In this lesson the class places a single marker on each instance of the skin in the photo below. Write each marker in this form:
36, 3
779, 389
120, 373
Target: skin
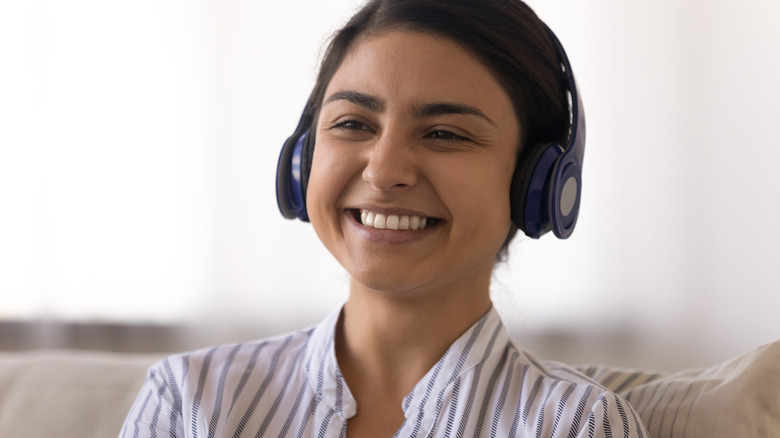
386, 144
--
:: Task to carry out ::
Rewrite the data above with every "marker" changed to "dot" and nothing else altered, leaving out the pictures.

:: Result for this task ::
In this lesson the class places a single dot on each instance of the skin in the photo below. Write each dot in this form:
36, 3
779, 389
120, 373
Target: skin
386, 144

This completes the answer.